- [Task description] Render all of the material below as a JSON list of strings, with one string for each line and blank lines omitted. Leave the pictures out of the list.

━━━━━ Source records ━━━━━

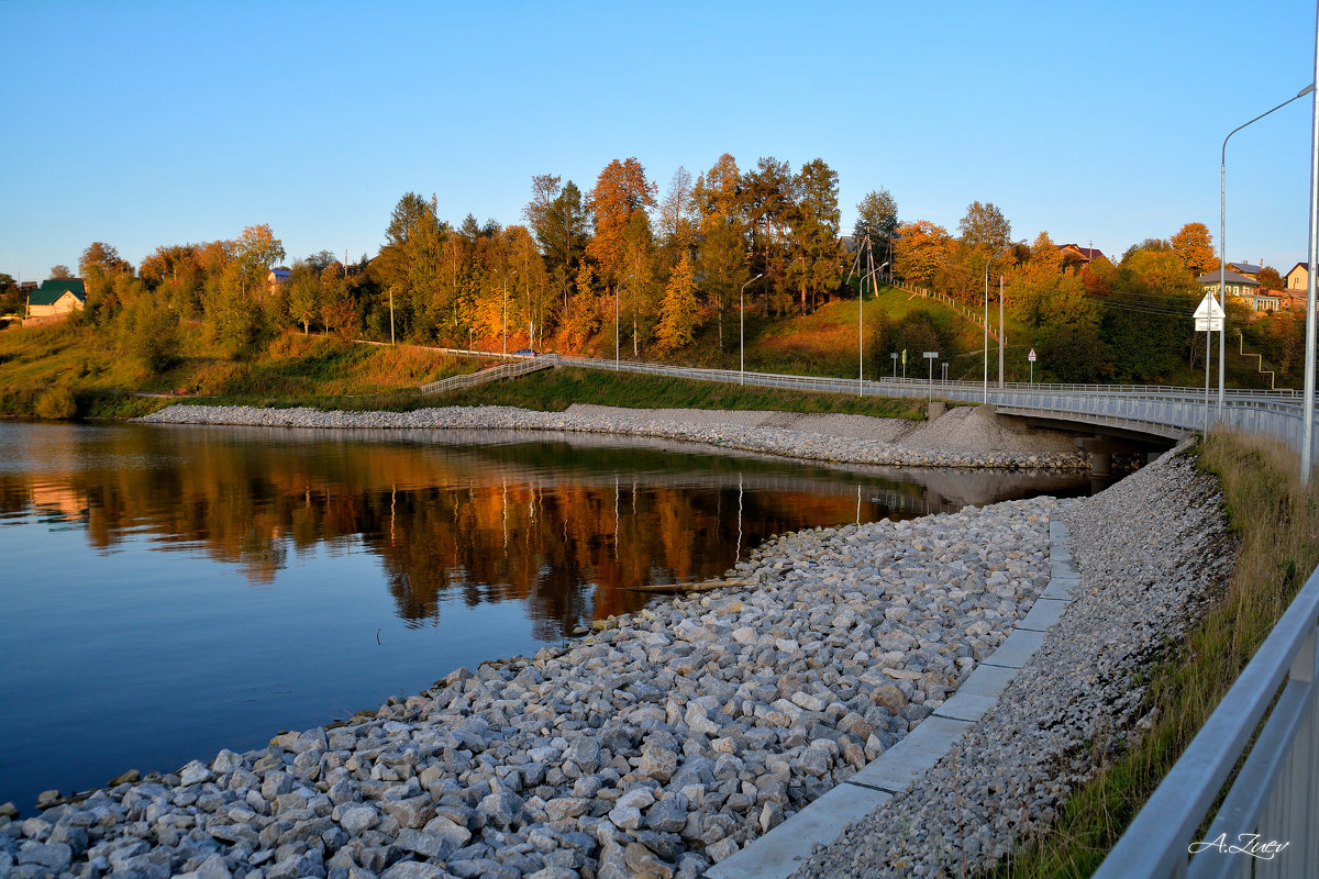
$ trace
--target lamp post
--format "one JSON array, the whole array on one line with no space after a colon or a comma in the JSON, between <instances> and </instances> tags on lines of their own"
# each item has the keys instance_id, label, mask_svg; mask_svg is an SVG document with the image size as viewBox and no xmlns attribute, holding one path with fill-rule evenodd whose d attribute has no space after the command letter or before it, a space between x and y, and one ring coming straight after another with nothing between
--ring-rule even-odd
<instances>
[{"instance_id":1,"label":"lamp post","mask_svg":"<svg viewBox=\"0 0 1319 879\"><path fill-rule=\"evenodd\" d=\"M996 253L992 257L989 257L988 261L985 261L985 357L984 357L984 360L985 360L985 364L984 364L985 365L984 403L985 405L989 403L989 264L993 262L995 260L997 260L998 257L1001 257L1002 254L1008 253L1013 248L1016 248L1018 244L1024 244L1024 241L1013 241L1012 244L1009 244L1008 246L1005 246L1002 250L1000 250L998 253ZM1002 332L1002 329L1000 329L998 332Z\"/></svg>"},{"instance_id":2,"label":"lamp post","mask_svg":"<svg viewBox=\"0 0 1319 879\"><path fill-rule=\"evenodd\" d=\"M752 281L758 281L762 277L765 277L764 271L744 283L743 289L737 291L737 378L741 385L747 383L747 306L743 294L747 293Z\"/></svg>"},{"instance_id":3,"label":"lamp post","mask_svg":"<svg viewBox=\"0 0 1319 879\"><path fill-rule=\"evenodd\" d=\"M1319 69L1319 65L1316 65L1316 69ZM1254 119L1252 119L1249 123L1242 123L1241 125L1237 125L1231 132L1228 132L1227 137L1223 138L1223 153L1221 153L1221 159L1220 159L1220 163L1219 163L1219 304L1223 306L1223 310L1224 310L1223 327L1219 329L1219 410L1217 410L1217 418L1220 420L1223 418L1223 372L1224 372L1224 353L1223 353L1224 344L1223 344L1223 339L1224 339L1224 333L1227 332L1227 328L1228 328L1228 319L1227 319L1227 307L1228 307L1228 287L1227 287L1227 274L1228 274L1228 262L1227 262L1227 260L1228 260L1228 248L1227 248L1227 235L1228 235L1228 231L1227 231L1227 227L1228 227L1228 221L1227 221L1227 216L1228 216L1228 208L1227 208L1227 203L1228 203L1228 196L1227 196L1227 192L1228 192L1228 141L1232 138L1233 134L1236 134L1239 130L1241 130L1246 125L1252 125L1252 124L1260 121L1261 119L1264 119L1269 113L1272 113L1272 112L1274 112L1277 109L1282 109L1283 107L1286 107L1291 101L1299 100L1301 98L1304 98L1306 95L1308 95L1314 90L1315 90L1315 84L1310 83L1308 86L1306 86L1304 88L1302 88L1295 95L1293 95L1287 100L1282 101L1281 104L1278 104L1273 109L1266 109L1265 112L1262 112L1258 116L1256 116ZM1314 229L1311 229L1311 235L1312 233L1314 233ZM1302 478L1304 478L1303 474L1302 474Z\"/></svg>"},{"instance_id":4,"label":"lamp post","mask_svg":"<svg viewBox=\"0 0 1319 879\"><path fill-rule=\"evenodd\" d=\"M623 294L623 285L630 281L633 275L628 275L619 283L613 285L613 372L619 372L619 297Z\"/></svg>"}]
</instances>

━━━━━

- [Result]
[
  "$ trace",
  "--target lamp post",
  "--format \"one JSON array, the whole array on one line with no space after a colon or a comma in the JSON, between <instances> and </instances> tags on lines of their own\"",
  "# each item has the keys instance_id, label, mask_svg; mask_svg is an SVG document with the image size as viewBox and no xmlns attribute, holding one path with fill-rule evenodd whose d attribute has no space after the command letter or before it, a space between x and y, and one ring coming straight after another with nothing between",
  "--ring-rule even-odd",
  "<instances>",
  "[{\"instance_id\":1,\"label\":\"lamp post\",\"mask_svg\":\"<svg viewBox=\\\"0 0 1319 879\\\"><path fill-rule=\\\"evenodd\\\" d=\\\"M996 253L992 257L989 257L988 261L985 261L985 357L984 357L984 360L985 360L985 364L984 364L985 365L984 403L985 405L989 403L989 264L993 262L995 260L997 260L998 257L1001 257L1002 254L1008 253L1013 248L1016 248L1018 244L1024 244L1024 241L1013 241L1012 244L1009 244L1008 246L1005 246L1002 250L1000 250L998 253ZM1002 332L1002 329L1000 329L998 332Z\\\"/></svg>\"},{\"instance_id\":2,\"label\":\"lamp post\",\"mask_svg\":\"<svg viewBox=\\\"0 0 1319 879\\\"><path fill-rule=\\\"evenodd\\\" d=\\\"M752 281L758 281L762 277L765 277L764 271L744 283L743 289L737 291L737 378L741 385L747 383L747 306L743 294L747 293Z\\\"/></svg>\"},{\"instance_id\":3,\"label\":\"lamp post\",\"mask_svg\":\"<svg viewBox=\\\"0 0 1319 879\\\"><path fill-rule=\\\"evenodd\\\" d=\\\"M1319 69L1319 65L1316 65L1316 69ZM1254 119L1252 119L1249 123L1242 123L1241 125L1237 125L1231 132L1228 132L1227 137L1223 138L1223 153L1221 153L1221 159L1220 159L1220 163L1219 163L1219 304L1223 306L1223 310L1224 310L1223 327L1219 329L1219 410L1217 410L1217 418L1220 420L1223 418L1223 372L1224 372L1224 353L1223 353L1224 344L1223 344L1223 339L1224 339L1224 333L1227 332L1227 328L1228 328L1228 319L1227 319L1227 307L1228 307L1228 287L1227 287L1227 274L1228 274L1228 262L1227 262L1227 260L1228 260L1228 248L1227 248L1227 235L1228 235L1228 231L1227 231L1227 227L1228 227L1228 221L1227 221L1227 216L1228 216L1228 208L1227 208L1227 203L1228 203L1228 196L1227 196L1227 192L1228 192L1228 141L1232 138L1233 134L1236 134L1239 130L1241 130L1246 125L1252 125L1252 124L1260 121L1261 119L1264 119L1269 113L1272 113L1272 112L1274 112L1277 109L1282 109L1283 107L1286 107L1291 101L1299 100L1301 98L1304 98L1306 95L1308 95L1314 90L1315 90L1315 84L1310 83L1308 86L1306 86L1304 88L1302 88L1295 95L1293 95L1287 100L1282 101L1281 104L1278 104L1273 109L1266 109L1265 112L1262 112L1258 116L1256 116ZM1314 229L1311 229L1311 235L1312 233L1314 233ZM1302 478L1304 478L1303 474L1302 474Z\\\"/></svg>\"},{\"instance_id\":4,\"label\":\"lamp post\",\"mask_svg\":\"<svg viewBox=\\\"0 0 1319 879\\\"><path fill-rule=\\\"evenodd\\\" d=\\\"M623 294L623 285L630 281L633 275L628 275L619 283L613 285L613 372L619 372L619 297Z\\\"/></svg>\"}]",
  "</instances>"
]